◆ **Description of the task**:
A verbatim copy of the full data, with no pictures, is the expected answer.

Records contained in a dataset
BEGIN
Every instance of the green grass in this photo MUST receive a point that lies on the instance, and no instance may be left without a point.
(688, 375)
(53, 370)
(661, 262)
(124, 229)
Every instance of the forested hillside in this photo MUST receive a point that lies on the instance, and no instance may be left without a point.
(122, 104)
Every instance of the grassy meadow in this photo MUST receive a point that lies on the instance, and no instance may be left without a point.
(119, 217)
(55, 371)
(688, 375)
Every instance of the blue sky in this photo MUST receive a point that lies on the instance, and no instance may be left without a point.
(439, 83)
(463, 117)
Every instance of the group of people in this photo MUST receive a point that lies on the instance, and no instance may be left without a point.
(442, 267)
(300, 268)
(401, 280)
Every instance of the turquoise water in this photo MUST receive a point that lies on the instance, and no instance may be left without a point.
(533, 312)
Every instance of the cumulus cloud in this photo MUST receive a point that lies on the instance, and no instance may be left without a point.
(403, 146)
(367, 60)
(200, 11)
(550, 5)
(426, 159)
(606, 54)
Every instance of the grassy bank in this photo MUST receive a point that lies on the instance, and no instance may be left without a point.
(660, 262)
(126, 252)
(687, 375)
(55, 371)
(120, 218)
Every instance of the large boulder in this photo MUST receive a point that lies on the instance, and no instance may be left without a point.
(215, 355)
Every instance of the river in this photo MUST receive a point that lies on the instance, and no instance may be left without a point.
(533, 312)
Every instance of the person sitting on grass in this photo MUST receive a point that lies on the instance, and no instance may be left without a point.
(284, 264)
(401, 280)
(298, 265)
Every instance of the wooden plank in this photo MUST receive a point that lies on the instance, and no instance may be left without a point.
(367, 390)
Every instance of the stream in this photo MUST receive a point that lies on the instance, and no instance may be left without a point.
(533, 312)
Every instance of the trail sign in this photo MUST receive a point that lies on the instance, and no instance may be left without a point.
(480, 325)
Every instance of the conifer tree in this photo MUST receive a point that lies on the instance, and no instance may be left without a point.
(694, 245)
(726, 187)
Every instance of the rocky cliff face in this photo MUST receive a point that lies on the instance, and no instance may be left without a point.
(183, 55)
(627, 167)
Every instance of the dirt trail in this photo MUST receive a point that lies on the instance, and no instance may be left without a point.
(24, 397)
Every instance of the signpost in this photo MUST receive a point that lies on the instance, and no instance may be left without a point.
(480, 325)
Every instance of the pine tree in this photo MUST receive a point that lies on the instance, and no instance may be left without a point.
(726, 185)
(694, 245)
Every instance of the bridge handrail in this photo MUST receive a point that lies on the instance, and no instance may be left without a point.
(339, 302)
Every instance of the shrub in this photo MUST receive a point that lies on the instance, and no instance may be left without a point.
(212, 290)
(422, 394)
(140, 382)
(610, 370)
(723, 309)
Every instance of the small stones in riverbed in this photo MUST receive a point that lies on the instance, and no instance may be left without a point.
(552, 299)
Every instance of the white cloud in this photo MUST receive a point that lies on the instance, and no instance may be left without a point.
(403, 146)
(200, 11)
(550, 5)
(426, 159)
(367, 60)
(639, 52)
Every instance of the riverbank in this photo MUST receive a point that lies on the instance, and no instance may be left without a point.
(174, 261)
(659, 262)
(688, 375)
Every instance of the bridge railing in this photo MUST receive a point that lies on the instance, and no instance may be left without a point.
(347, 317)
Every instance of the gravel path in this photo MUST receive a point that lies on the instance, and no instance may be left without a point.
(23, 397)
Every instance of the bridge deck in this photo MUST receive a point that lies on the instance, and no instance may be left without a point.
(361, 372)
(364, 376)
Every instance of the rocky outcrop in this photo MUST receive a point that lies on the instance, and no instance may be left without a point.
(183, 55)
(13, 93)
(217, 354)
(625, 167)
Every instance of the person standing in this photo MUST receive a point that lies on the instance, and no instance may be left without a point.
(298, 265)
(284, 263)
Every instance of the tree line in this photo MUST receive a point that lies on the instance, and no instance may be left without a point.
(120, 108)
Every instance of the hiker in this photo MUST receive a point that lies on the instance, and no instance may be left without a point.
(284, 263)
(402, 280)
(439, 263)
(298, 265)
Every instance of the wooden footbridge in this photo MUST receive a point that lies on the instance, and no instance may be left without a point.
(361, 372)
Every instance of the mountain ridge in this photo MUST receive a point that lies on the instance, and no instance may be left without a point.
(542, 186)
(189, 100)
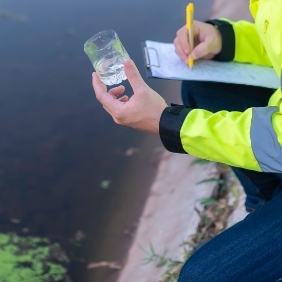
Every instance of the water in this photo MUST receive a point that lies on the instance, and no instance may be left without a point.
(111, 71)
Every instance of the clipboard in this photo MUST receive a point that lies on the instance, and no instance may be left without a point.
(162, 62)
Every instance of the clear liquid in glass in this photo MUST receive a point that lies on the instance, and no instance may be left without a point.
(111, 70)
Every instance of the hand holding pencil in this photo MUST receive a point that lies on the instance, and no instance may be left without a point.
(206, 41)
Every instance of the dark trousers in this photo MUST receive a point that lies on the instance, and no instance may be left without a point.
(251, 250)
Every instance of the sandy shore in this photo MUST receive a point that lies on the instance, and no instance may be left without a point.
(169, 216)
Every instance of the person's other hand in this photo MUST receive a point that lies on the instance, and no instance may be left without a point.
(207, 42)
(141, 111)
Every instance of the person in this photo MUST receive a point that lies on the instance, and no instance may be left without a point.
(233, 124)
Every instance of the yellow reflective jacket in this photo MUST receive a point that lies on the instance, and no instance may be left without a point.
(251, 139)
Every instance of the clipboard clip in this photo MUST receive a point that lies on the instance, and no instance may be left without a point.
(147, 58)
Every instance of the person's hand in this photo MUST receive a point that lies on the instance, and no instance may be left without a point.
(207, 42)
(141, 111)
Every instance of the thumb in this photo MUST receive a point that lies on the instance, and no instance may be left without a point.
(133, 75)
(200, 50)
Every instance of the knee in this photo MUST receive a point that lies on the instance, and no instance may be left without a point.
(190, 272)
END
◆ **Response for this exercise**:
Every instance of the green grass in this photo MUST receive a point that lies on the instance, and no instance may be left without a point.
(688, 375)
(53, 370)
(661, 262)
(124, 229)
Every instance of the forested hillside in this photo MUST receive a point that lies on the instance, and no instance may be left without a point.
(122, 104)
Every instance of the grassy meadow in this photo MUST receive a point that lies on the instance, and no instance may be left without a point.
(119, 217)
(55, 371)
(688, 375)
Every instance of the blue sky in this photo MUST receive a point that lies on the instance, and no instance may be left without a point.
(439, 83)
(463, 117)
Every instance of the group of people in this photo MUST receive a point that lies on the instance, and no instance may be left without a point.
(442, 267)
(300, 268)
(401, 280)
Every instance of the turquoise water in this photo MUST receive a point that lies on the instance, and no instance may be left without a point.
(533, 312)
Every instance of the cumulus cloud in this photo MUST receive a point that lies on the instance, and no instance may be left without a point.
(403, 146)
(367, 60)
(200, 11)
(550, 5)
(426, 159)
(606, 54)
Every instance of the grassy bank in this photo MUST receive a point that lies on the instance, and no instance may be left without a point.
(660, 262)
(126, 252)
(687, 375)
(55, 371)
(120, 218)
Every instance of the large boulder in this photo MUST receive a point that lies on the instance, and no instance may be left without a point.
(215, 355)
Every instance of the river in this photo MUST receive a point that lies on the instance, and no instance may be left without a point.
(533, 312)
Every instance of the person sitting on grass in this photo MUST receive a point that lies on the instance, and no instance may be left without a point.
(284, 264)
(401, 280)
(298, 265)
Every instance of the wooden plank in this photo MUST receive a point that lies on the instance, and no instance may be left without a point.
(367, 390)
Every instance of the stream in this photo MUST receive a point that lies on the instance, and no instance may be left without a point.
(533, 312)
Every instance of the trail sign in this photo MUST receive a point that lies on the instance, and no instance may be left without a point.
(480, 325)
Every instance of the conifer tree in this photo MUST receive a point that lies on the instance, and no instance may be left without a point.
(694, 245)
(726, 187)
Every instance of the rocky cliff face in this photo MUST receive a point that lies on the instance, and no instance may be left without a point.
(183, 55)
(627, 167)
Every instance of the dirt trail in this photo MUST receive a point that lies on the instance, and no instance may be left without a point.
(24, 397)
Every instance of the signpost in this photo MUST receive a point that lies on the instance, and no instance may be left without a point.
(480, 325)
Every instance of the pine tree in this photo MUST receive a point that lies on the instance, and no instance may be left without a point.
(726, 185)
(694, 245)
Every instance of the bridge handrail in this photo MUST receive a point that lies on the instance, and no instance may be left without a point.
(339, 302)
Every instance of the shrub in this photo MUST receive a point that lies on the instance, and no instance may be left without a point.
(212, 290)
(422, 394)
(140, 382)
(610, 370)
(723, 309)
Every instance of the small stones in riverbed in this photo MUST receive a point that lies on the instance, and no instance may be left without a point.
(552, 299)
Every instance of the white cloud in this photo MUST receive a point that lies on the instance, and no instance may be left without a point.
(403, 146)
(200, 11)
(550, 5)
(426, 159)
(367, 60)
(639, 52)
Every instance of the riverbank in this photo MUST receive a point that lies on the instance, and no instance may be left without a point.
(174, 261)
(659, 262)
(688, 375)
Every instance of the bridge railing in this photo MUST receive a point that lies on the instance, and no instance may be left without a point.
(347, 317)
Every instance of the gravel path in this photo MUST receive a point that lies on the instance, and no instance may be left without a point.
(23, 397)
Every instance of the bridge deck in this photo MUST receive a point that lies on the instance, and no instance may be left without a point.
(361, 372)
(364, 376)
Every instance of the rocky outcrop in this photo MUST receive a point that lies on the instance, and no instance may be left without a point.
(183, 55)
(13, 93)
(217, 354)
(625, 167)
Every instance of the person standing in this photo MUST receive a point that lies on the instance, and no instance may be left without a point.
(298, 265)
(284, 263)
Every instance of the tree line in this photo MUST receive a point that lies on the instance, and no instance may be left without a point.
(120, 108)
Every instance of the hiker in this photo MUST receive a point that lies on the instance, and no instance may be left without a point.
(284, 263)
(402, 280)
(439, 263)
(298, 265)
Every instance of the wooden footbridge in this photo MUST receive a point that lies on the instance, and no instance may be left without a point.
(361, 372)
Every instance of the mountain ridge in this photo MUST receive a point that lies on the instance, and no instance may be left without a point.
(542, 186)
(189, 100)
Every instance of the water in this photo MUST receive a point that lies on the instance, and no instance may be left without a point.
(111, 71)
Every instance of the clipboard in this photo MUST receive a point that lies on the instance, and no instance may be left without a point.
(162, 62)
Every instance of the clear liquid in glass in this photo MUST receive a point that lies on the instance, and no instance may be left without a point.
(111, 70)
Every instance of the hand holding pencil in this photo MUST receive a point that lies on the instance, and no instance may be left without a point.
(206, 41)
Every instance of the dark trousers in this photo MUST receive a point that lies on the instance, and no instance may be left without a point.
(251, 250)
Every instance of the sandy shore in this photo MUST receive a point that lies on the instance, and no instance may be left without a point.
(169, 216)
Every instance of the person's other hand in this photo MUST receive a point that lies on the instance, and no instance may be left without a point.
(207, 42)
(141, 111)
Every instance of the person in this photo MUST receive a point that lies on the instance, and no instance may be left without a point.
(233, 124)
Every instance of the yellow reflective jacket in this photo MUST receive a point that lies on the instance, and no instance may be left without a point.
(251, 139)
Every instance of the clipboard clip in this photo MUST receive a point that lies on the instance, and no instance may be left without a point.
(147, 58)
Every instance of the person's hand in this photo MUST receive a point that lies on the instance, and no instance may be left without a point.
(207, 42)
(141, 111)
Every instance of the thumb in this photo MUST receive a point that lies on the instance, and no instance may be left without a point.
(133, 75)
(200, 50)
Every instance of the knee in this photo MUST receive a point that lies on the instance, and no instance may be left without a point.
(190, 272)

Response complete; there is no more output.